Reading text.
#####
To: Tammy, Sharita and Jasmine
WOOHOOOO..yeah!! At last we came up with our very own... POEM....hahahaz The TKJS Poem.. YES!!! its really cool...as the colours indicate, each stanza was put up by each of us...so cool.. and jasmine thanks 4 inventing the last stanza soooo fast..!!! yeah!!! okay read the completed version...and keep this poem okay?? all our hardy work...yes!!! wow i so happy that we have our own poem!! okay okay i stop my crap n u all read this...

TKJS POEM

To climb the highest mountain
To dive into the deepest ocean
I may not be there
But for a full support
And to explore your life's adventures
I will stand here
By your side
To bring you courage
When you fear
To bring you joy
When there's a tear

Sometimes you may not see me
But let me tell you
I lay behind your every step
And whenever you fall
There is a tear
In my eyes but
I cannot tell you about them
Instead I wipe them off
And help you to stand again
Till there isn't anymore pain
Then I see your smile once more

And tears of joy dwell now where once was fear
I pick you up with hands of love
Slowly, tenderly giving you hope
All the hurdles you can surpass
Remember that I'll be at every stop
No matter how bumpy, no matter how tough
To guide you along and pick you up
And if you were to fall once more
I'll be there each time no matter how much more
Just know that no matter where our lives lead
I will be there at every corner and space for you to meet

Ironic it may seem, simple yet complicated
Fragile it may seem, but deep in you is a strength you can’t see
As cruelty and mystery sets in
Worry not my dear friend
I shall walk you through and show you the beauty of life
I'll bring you away from fear, into a world of love
As you indulge yourself into the flame of hope
Once again, I'll return your smile to where it may belong
And make the picture whole again
I'll always be there picking you up each time you fall
Till the end of time

hahaha..cool isn't it?? anywayz sorry abt the background.. had to choose this so as to be able to read all the words..n this was the best background..bcuz i din wanted to use black la... okay thats abt it...keep smiling ... tataz

*prudence*

(the background colour's teal)
#####
Given entries.

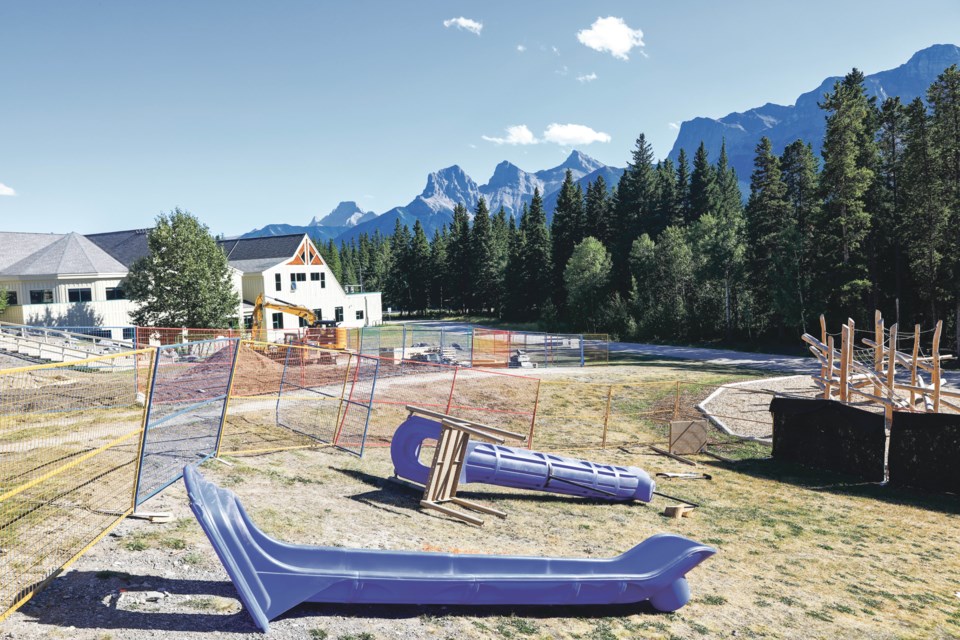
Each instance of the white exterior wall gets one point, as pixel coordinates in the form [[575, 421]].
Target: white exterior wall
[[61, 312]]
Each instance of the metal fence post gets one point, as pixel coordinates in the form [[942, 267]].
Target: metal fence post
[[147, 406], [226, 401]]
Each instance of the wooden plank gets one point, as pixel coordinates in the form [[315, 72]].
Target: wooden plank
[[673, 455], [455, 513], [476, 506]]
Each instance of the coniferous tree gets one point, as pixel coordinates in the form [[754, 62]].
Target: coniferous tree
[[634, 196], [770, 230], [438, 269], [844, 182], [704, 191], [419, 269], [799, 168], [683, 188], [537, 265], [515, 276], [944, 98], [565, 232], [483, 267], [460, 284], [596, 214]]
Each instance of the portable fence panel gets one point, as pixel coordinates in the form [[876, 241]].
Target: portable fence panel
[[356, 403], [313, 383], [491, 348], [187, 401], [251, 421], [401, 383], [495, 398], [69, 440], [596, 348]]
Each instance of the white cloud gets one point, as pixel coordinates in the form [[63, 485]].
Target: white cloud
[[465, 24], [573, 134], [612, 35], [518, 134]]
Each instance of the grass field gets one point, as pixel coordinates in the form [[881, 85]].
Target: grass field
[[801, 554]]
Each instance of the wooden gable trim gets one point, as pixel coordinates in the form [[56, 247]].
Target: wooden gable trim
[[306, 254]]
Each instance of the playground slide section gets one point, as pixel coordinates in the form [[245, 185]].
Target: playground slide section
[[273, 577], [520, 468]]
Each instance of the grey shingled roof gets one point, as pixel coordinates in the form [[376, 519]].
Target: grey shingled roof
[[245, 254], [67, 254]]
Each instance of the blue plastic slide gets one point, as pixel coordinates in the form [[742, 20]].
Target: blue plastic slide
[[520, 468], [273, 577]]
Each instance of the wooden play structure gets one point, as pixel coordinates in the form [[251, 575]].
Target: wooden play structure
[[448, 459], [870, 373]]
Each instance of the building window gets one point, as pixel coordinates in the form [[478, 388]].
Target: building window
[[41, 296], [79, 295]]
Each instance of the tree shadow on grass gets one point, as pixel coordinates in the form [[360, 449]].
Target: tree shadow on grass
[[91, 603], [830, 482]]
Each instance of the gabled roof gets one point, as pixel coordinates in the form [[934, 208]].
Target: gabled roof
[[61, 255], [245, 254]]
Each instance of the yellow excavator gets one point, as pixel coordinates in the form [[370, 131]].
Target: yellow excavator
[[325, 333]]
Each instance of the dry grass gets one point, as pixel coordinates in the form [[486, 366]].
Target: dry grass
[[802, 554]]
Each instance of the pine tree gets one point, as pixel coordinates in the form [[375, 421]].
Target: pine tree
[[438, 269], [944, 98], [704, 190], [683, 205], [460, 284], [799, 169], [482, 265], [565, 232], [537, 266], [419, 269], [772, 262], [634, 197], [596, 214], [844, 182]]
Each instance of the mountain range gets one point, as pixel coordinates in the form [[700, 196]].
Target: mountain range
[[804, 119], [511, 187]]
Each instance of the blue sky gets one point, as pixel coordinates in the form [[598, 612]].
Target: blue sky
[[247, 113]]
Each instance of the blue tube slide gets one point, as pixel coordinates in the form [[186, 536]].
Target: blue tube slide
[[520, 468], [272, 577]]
#####
Problem set.
A: In the TKJS poem post, who is thanked for inventing the last stanza so fast?
B: Write what comes next in the TKJS poem post, picking up after its last line.

Solved tasks.
A: Jasmine

B:
"jasmine peh" Sun, 16 Mar 2003 20:26:53 +0800

hey there guys

btw, who came up with dat idea??? whoever it is....haha gd idea...watever it is.... i believe action speaks louder than words...well lets not juz write n 4get all about it k?? lets keep our spirits soaring high in the sky n may it be there to watch us thru our daes....smile always guys...n tammy....stop dreaming about e***...it's ACTION time...go ahead and tell him how u feel...n sharita...i'm really wondering who's the guy in your heart at the moment...n prudence...it's time u decide u decide the guy 4 urself....it's not nice hafing too much guys in ur life u noe....n lastly...ME!! i shall not daedream so much....n pay more attention to the reality....=)

take care,
jaz

(haha... back then... priya was the one with too many guys. how ironic. sharita with her major ego problem. me and jaz alwaes dreaming...)

"~*~tam-tam~*~" Sun, 16 Mar 2003 21:46:33 +0800

Hey Galz...

That poem was GREAT!!!
i LOVE it a lot!!!!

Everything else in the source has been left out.